(Part of a data file)
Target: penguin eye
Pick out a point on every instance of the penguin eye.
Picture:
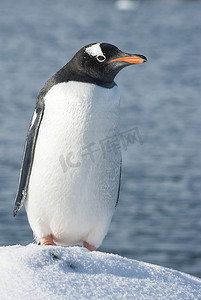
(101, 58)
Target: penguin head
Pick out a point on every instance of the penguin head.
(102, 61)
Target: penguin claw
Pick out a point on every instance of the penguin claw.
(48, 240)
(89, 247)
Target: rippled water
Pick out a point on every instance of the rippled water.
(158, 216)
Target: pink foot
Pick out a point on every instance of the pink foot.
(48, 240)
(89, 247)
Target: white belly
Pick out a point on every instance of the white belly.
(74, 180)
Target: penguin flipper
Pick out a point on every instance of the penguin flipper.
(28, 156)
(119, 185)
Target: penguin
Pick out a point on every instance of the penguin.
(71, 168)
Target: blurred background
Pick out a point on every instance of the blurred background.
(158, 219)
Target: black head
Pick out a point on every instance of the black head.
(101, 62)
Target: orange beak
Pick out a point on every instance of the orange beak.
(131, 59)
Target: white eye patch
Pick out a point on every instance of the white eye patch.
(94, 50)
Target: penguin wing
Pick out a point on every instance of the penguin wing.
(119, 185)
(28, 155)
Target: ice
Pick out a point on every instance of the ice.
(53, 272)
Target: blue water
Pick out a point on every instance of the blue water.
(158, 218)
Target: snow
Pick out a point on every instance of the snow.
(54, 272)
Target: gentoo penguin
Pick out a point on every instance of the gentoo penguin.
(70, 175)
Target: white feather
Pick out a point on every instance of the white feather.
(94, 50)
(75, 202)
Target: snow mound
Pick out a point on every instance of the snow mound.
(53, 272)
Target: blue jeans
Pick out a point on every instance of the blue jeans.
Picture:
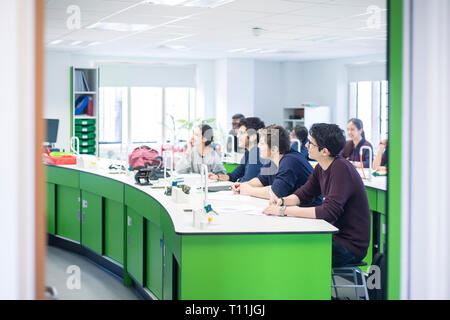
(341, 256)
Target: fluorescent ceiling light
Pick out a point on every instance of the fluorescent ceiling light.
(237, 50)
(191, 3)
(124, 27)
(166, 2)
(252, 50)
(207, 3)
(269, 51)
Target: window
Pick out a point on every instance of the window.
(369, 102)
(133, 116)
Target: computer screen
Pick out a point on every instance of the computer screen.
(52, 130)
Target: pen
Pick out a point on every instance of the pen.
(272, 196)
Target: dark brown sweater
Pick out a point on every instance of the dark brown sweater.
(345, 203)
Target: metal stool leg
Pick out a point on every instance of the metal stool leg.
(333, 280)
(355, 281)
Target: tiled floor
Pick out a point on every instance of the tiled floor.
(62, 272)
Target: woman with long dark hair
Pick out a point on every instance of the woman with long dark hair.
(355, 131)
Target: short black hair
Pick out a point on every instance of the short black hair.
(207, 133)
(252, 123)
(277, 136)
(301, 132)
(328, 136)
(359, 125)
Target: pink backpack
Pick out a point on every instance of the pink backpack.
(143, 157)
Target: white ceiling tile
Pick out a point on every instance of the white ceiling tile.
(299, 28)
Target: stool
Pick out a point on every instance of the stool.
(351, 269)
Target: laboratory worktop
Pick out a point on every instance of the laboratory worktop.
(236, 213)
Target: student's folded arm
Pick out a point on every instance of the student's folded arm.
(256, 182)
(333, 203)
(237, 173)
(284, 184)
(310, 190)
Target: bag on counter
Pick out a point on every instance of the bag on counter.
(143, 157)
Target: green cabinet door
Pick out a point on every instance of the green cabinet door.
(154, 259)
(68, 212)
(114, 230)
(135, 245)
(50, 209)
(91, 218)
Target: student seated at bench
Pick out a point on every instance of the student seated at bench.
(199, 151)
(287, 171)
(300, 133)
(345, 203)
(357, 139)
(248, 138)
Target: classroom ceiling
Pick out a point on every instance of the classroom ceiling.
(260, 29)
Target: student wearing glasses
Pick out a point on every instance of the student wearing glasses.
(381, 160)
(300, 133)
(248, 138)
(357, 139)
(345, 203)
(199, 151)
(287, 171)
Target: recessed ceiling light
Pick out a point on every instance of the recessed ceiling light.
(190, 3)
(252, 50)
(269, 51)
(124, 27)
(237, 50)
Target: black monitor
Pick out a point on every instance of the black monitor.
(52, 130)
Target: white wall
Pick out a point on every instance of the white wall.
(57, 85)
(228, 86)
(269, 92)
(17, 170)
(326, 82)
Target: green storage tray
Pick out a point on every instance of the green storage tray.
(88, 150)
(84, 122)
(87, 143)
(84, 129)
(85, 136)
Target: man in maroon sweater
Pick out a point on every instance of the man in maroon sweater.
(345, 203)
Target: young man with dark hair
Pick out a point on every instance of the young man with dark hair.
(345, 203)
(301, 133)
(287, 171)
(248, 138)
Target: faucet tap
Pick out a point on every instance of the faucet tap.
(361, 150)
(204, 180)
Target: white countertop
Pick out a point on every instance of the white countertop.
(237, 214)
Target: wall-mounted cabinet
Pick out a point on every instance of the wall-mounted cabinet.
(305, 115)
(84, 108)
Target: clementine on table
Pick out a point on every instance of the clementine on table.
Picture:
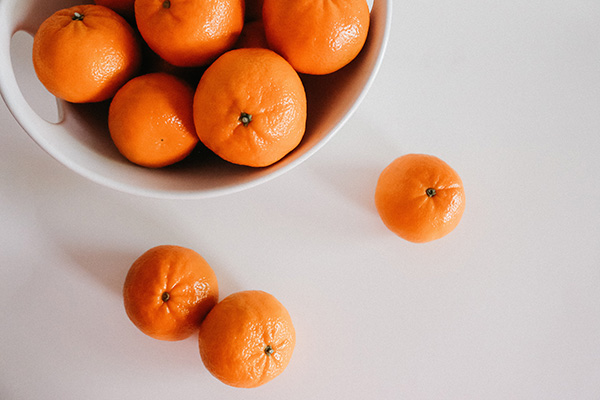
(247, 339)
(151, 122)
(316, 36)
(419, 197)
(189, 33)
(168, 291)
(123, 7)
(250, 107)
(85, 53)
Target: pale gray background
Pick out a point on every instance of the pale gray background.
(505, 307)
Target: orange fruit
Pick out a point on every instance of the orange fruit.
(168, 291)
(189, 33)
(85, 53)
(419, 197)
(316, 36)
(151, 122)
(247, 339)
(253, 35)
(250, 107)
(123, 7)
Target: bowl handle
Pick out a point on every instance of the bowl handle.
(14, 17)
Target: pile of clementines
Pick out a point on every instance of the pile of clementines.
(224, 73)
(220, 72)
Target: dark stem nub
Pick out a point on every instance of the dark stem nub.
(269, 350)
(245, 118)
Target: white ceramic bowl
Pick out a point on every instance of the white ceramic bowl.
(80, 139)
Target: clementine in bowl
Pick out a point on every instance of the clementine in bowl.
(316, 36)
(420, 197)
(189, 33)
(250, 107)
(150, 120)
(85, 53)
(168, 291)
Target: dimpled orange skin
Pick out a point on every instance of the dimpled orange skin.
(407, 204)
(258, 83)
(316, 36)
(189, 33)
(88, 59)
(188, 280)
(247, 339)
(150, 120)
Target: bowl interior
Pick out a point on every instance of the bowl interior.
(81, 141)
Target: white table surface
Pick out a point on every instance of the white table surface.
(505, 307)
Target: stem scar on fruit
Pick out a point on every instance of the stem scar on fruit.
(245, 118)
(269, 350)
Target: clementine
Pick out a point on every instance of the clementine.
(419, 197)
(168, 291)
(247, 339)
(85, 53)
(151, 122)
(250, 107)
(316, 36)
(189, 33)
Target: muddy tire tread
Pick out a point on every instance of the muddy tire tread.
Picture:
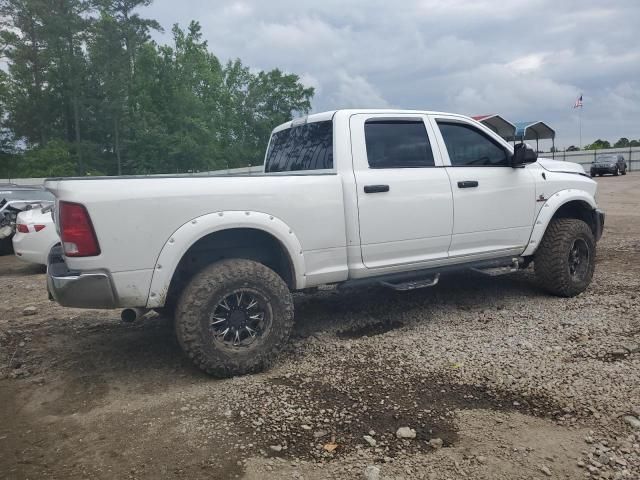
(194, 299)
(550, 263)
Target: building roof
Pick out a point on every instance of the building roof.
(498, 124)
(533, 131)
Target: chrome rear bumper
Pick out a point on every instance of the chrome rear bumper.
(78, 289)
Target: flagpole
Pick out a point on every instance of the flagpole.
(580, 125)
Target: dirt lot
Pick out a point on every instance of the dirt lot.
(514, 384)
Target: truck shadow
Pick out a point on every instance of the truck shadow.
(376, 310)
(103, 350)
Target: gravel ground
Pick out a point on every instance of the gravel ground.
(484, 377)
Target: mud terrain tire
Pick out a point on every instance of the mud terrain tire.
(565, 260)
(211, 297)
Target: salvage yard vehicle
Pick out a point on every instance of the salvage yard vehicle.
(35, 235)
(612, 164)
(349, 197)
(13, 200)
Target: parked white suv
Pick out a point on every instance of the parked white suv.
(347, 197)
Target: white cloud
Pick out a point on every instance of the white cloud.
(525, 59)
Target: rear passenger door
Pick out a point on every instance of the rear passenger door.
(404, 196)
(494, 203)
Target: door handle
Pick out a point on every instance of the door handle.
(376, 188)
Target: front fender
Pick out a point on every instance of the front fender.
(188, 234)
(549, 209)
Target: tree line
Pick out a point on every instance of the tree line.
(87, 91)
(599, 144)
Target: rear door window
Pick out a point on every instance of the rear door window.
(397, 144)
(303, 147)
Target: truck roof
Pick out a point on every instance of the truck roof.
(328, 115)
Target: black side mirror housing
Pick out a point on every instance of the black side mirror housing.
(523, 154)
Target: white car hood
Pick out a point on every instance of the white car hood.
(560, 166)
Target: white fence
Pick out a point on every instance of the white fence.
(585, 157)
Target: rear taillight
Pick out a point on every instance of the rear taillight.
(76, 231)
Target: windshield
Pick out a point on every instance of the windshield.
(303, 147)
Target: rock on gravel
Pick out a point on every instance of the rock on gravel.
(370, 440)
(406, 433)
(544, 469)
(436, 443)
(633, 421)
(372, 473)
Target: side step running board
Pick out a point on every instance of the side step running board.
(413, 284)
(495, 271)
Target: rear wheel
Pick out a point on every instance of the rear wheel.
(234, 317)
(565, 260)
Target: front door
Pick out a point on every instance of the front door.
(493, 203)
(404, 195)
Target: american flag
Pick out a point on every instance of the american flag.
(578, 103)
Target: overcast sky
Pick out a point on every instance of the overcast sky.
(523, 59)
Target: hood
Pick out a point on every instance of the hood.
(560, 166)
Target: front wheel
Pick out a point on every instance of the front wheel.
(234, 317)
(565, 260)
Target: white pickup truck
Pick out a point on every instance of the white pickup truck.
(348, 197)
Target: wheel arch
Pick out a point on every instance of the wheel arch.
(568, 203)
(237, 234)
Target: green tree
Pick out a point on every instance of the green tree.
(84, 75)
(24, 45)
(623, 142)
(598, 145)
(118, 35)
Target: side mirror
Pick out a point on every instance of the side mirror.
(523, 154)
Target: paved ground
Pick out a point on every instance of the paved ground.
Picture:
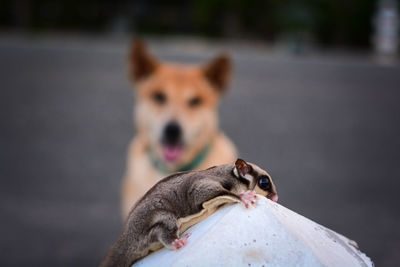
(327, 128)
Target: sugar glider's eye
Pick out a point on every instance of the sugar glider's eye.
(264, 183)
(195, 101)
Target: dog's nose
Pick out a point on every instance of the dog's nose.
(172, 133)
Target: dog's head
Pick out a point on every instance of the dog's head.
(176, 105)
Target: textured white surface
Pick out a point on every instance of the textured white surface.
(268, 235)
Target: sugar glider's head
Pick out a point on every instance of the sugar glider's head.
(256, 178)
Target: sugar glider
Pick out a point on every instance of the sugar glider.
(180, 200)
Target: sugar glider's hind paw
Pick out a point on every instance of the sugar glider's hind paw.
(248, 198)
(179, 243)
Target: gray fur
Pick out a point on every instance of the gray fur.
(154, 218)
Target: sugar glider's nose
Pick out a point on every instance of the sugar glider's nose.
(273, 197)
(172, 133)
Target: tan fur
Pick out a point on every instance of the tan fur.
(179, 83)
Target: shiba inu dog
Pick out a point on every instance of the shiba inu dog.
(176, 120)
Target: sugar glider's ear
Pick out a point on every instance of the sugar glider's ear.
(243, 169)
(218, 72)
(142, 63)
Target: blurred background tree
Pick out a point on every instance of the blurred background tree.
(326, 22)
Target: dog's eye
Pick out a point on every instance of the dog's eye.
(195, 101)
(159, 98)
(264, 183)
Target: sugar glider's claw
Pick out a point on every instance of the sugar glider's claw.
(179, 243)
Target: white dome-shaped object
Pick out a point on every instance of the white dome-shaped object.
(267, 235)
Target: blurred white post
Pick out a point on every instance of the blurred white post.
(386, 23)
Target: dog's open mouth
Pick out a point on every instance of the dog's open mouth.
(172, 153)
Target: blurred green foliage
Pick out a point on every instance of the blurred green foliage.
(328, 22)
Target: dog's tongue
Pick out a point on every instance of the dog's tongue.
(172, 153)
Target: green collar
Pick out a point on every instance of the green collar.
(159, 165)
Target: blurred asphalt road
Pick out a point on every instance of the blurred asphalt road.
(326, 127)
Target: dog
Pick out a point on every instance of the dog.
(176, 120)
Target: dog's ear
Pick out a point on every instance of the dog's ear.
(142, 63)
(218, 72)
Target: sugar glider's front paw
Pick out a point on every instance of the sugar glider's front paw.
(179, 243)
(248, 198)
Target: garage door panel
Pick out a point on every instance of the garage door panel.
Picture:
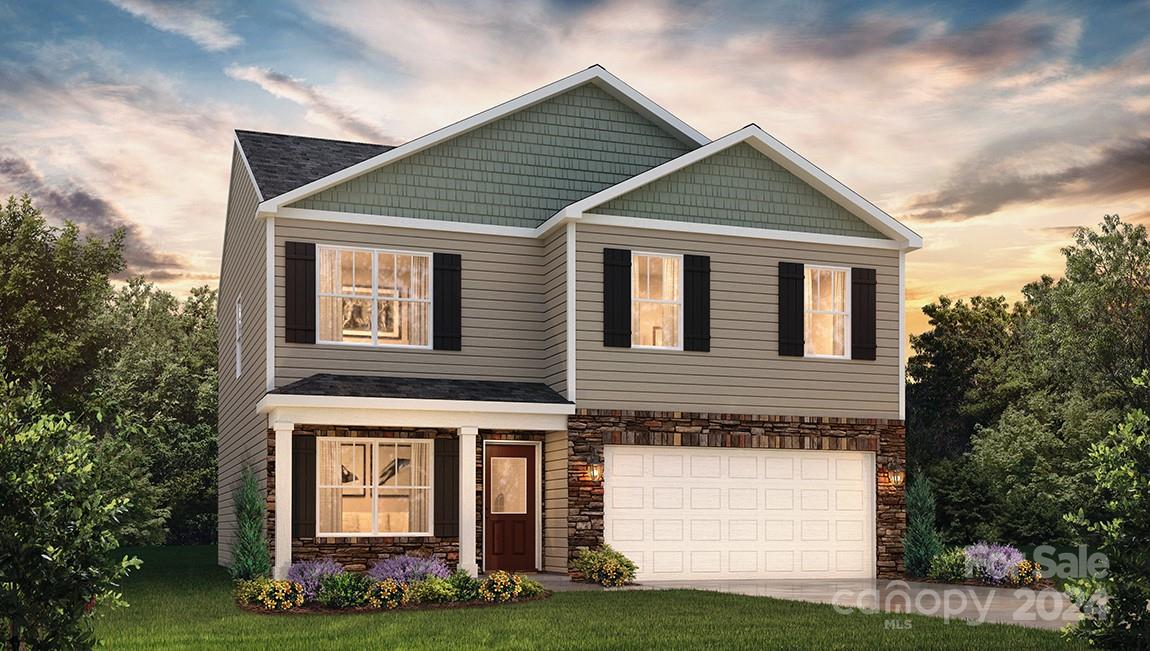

*Exercise instructions*.
Extract the lines beginning with the one that contains "Target: shiba inu dog" and ending with the last line of the listing. Keep them exact and drop the pictures.

*Exercise answer*.
Target: shiba inu dog
Pick out a point on every instance of the shiba inu dog.
(176, 120)
Target: sugar glider's ear
Pick out a point on every instance of the sugar glider's ear.
(243, 169)
(218, 72)
(142, 63)
Target: blurred background tree
Pick out a point on every instance of the blurred background tree.
(326, 22)
Target: dog's eye
Pick out a point on every instance of the dog's eye.
(195, 101)
(159, 98)
(264, 183)
Target: sugar glider's claw
Pick out a point on every instance of the sugar glider's claw.
(179, 243)
Target: white dome-shaped object
Pick out a point on every instance of the white dome-shaped object.
(267, 235)
Target: blurred white post
Pick out a point on every instance of the blurred white post.
(386, 23)
Target: dog's open mouth
Pick out a point on every instance of the dog's open mouth.
(172, 153)
Target: blurred green foliage
Pick out a point on every instance of the blurred green foliage.
(328, 22)
Target: dog's tongue
Pick out a point on every instance of the dog's tongue.
(172, 153)
Target: green collar
Pick out a point on every instance of the green collar.
(159, 165)
Target: blurred asphalt road
Pick out a point on every instance of the blurred asphalt road.
(326, 127)
Target: dog
Pick out a point on every instance of the dog.
(176, 120)
Target: dog's ear
Pick out a point on every instance of the dog's ear.
(142, 63)
(218, 72)
Target: sugar glider's front paw
Pick out a point on every instance of the sugar glider's front paw.
(179, 243)
(248, 198)
Target: garage door panel
Pick out a point on every instance of the garage door panel.
Picture:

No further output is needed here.